* [Exercise description]: Everything in the listing below from the line containing "# put a marker on the lego" through the line containing "Target: grey rock texture" must be repeated exactly; the remaining lines are not wanted.

* [Provided entries]:
────────────────────────────────────────

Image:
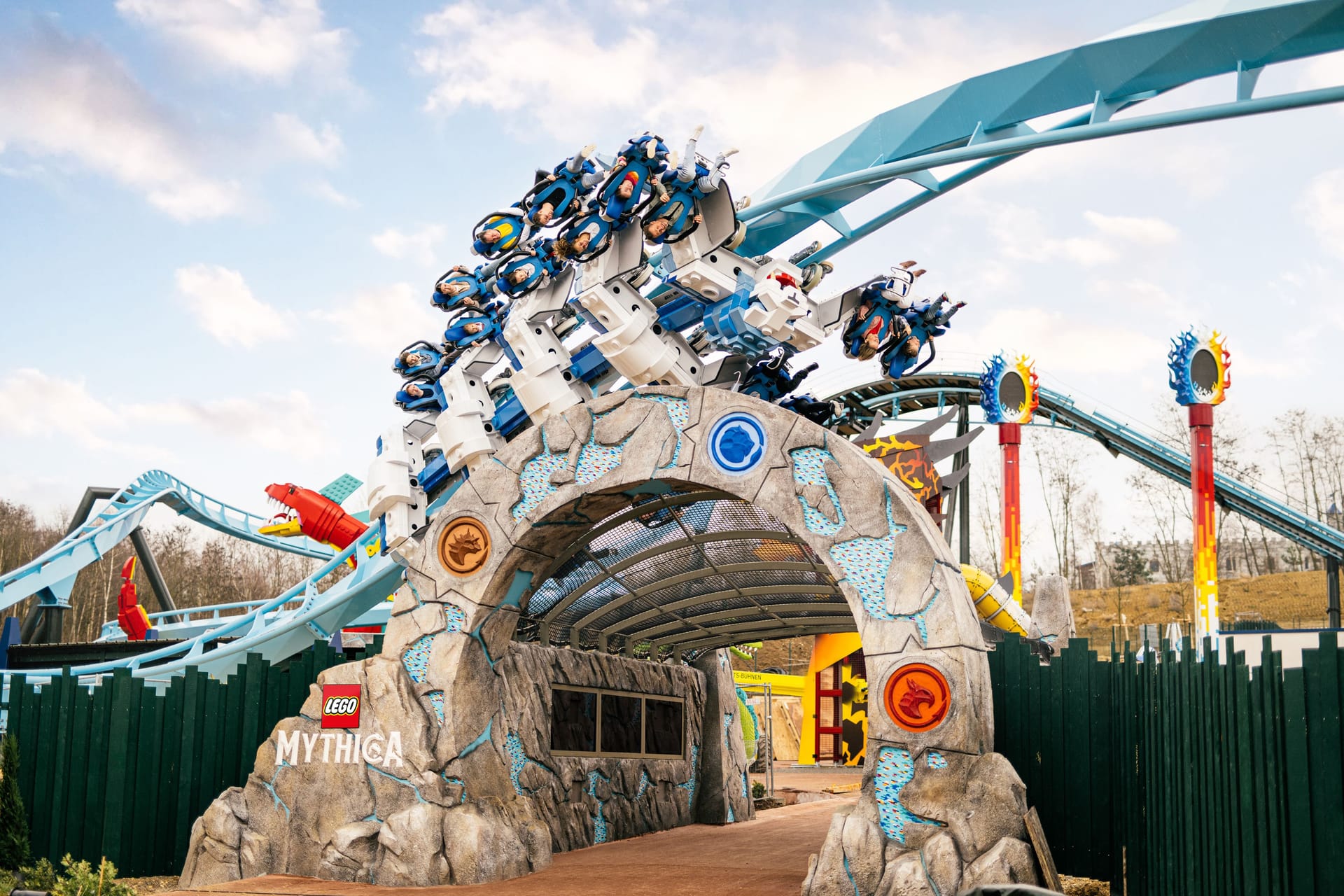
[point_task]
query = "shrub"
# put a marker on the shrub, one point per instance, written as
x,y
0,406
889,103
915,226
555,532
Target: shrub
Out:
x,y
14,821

────────────────────────────────────────

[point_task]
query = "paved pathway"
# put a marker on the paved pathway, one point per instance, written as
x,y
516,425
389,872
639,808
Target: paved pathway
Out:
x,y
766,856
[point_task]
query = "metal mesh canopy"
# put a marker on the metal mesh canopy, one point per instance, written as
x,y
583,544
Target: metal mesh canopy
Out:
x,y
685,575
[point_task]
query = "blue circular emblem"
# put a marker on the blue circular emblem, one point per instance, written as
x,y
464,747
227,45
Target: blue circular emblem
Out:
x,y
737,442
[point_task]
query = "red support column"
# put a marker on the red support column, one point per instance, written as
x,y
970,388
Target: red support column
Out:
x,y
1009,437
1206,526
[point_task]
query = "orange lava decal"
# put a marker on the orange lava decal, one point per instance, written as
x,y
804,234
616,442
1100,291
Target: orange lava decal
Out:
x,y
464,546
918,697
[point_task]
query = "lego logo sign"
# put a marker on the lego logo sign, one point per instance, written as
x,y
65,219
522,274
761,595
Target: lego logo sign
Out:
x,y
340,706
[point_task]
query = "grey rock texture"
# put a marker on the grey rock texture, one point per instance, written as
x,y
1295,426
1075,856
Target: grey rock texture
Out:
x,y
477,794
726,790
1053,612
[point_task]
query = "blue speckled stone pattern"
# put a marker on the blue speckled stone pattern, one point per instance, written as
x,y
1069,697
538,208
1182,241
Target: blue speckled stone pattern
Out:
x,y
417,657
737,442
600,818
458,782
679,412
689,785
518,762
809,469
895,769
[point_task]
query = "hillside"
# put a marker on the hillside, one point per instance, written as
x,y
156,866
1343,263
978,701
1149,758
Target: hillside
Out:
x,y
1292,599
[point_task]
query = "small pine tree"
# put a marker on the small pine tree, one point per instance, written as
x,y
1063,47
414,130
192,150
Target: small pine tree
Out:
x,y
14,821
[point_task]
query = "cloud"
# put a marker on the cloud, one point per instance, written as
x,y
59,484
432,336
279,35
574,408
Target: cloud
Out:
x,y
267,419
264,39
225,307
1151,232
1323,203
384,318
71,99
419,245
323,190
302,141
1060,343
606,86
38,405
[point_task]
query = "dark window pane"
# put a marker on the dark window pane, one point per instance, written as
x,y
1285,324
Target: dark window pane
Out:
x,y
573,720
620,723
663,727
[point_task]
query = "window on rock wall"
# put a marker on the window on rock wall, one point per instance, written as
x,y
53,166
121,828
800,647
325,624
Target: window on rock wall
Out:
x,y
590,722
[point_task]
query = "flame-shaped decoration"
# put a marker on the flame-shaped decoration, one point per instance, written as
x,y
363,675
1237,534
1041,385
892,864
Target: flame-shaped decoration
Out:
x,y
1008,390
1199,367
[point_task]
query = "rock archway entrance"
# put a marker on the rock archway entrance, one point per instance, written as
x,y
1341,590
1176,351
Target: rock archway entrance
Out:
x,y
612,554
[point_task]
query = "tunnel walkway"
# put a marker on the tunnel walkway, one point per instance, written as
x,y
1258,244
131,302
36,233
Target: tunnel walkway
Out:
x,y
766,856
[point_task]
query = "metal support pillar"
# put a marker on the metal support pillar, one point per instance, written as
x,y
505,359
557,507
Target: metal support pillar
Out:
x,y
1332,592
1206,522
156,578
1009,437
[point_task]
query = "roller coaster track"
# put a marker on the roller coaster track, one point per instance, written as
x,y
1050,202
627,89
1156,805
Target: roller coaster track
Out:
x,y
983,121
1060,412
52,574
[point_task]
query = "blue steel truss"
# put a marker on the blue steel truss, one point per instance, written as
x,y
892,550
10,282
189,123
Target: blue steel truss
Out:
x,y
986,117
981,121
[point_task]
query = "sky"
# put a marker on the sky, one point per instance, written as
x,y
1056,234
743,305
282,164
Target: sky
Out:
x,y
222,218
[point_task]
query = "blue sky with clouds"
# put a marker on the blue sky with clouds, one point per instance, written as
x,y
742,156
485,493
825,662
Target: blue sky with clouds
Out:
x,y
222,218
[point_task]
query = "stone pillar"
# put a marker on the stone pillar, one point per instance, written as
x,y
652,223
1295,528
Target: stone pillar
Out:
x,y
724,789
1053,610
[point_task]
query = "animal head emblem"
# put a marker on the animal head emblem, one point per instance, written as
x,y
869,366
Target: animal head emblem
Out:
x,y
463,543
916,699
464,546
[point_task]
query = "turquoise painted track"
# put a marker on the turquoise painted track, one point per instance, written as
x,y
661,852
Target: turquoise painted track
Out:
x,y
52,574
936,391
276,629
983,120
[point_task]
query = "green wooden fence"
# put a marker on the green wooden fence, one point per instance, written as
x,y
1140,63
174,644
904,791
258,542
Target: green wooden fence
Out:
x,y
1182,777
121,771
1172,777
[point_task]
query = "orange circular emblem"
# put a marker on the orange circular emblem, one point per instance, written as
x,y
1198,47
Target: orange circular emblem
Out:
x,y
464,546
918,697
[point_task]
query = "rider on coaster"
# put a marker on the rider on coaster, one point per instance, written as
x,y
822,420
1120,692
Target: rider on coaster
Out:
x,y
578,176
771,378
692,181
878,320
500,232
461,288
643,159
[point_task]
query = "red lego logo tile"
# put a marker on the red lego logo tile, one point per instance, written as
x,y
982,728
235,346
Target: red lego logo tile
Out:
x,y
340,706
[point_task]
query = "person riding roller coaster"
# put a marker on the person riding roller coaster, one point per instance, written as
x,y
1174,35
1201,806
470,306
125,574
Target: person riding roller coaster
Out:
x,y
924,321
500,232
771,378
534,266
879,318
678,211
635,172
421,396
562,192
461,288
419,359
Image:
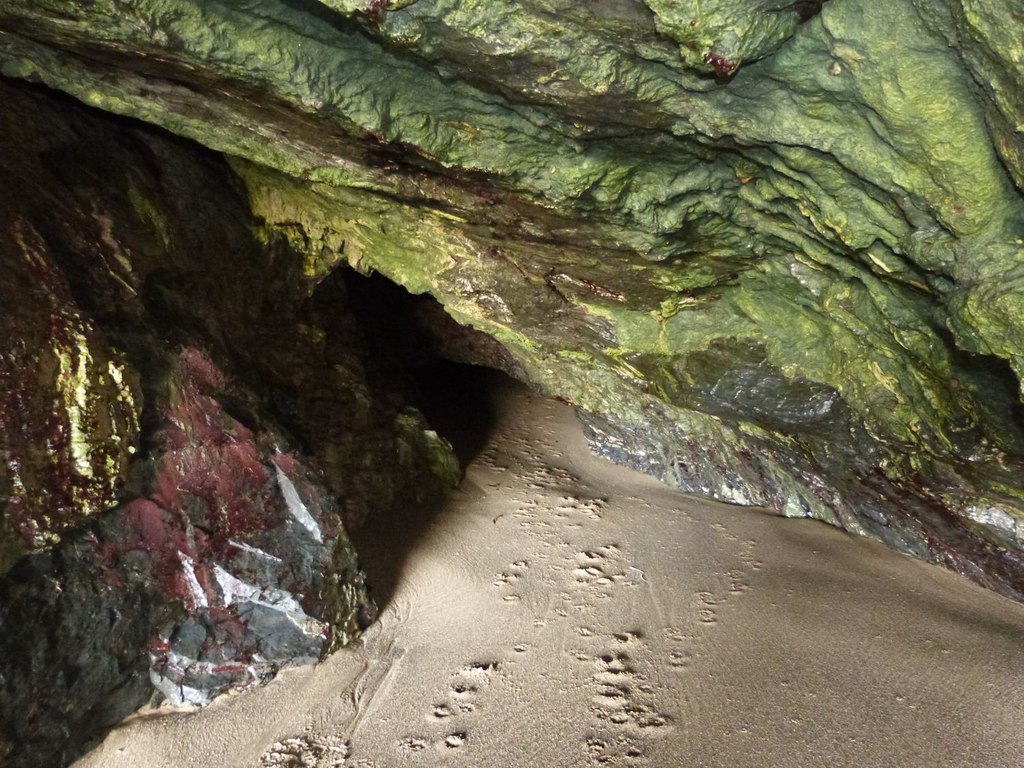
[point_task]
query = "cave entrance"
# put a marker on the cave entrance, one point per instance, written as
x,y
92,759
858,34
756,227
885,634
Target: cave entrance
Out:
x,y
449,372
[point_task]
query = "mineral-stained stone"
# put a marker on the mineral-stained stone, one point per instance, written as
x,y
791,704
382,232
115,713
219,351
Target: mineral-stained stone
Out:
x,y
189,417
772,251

────────────────────────────────────────

* [Finished task]:
# put a marker on the lego logo sign, one point per instance, written as
x,y
65,219
522,274
761,595
Target: lego logo sign
Out:
x,y
340,706
[point_task]
query = "grey rock texture"
# put a marker on the grey rock texture, one point per instance, written as
x,y
1295,426
1075,856
Target: grey rock texture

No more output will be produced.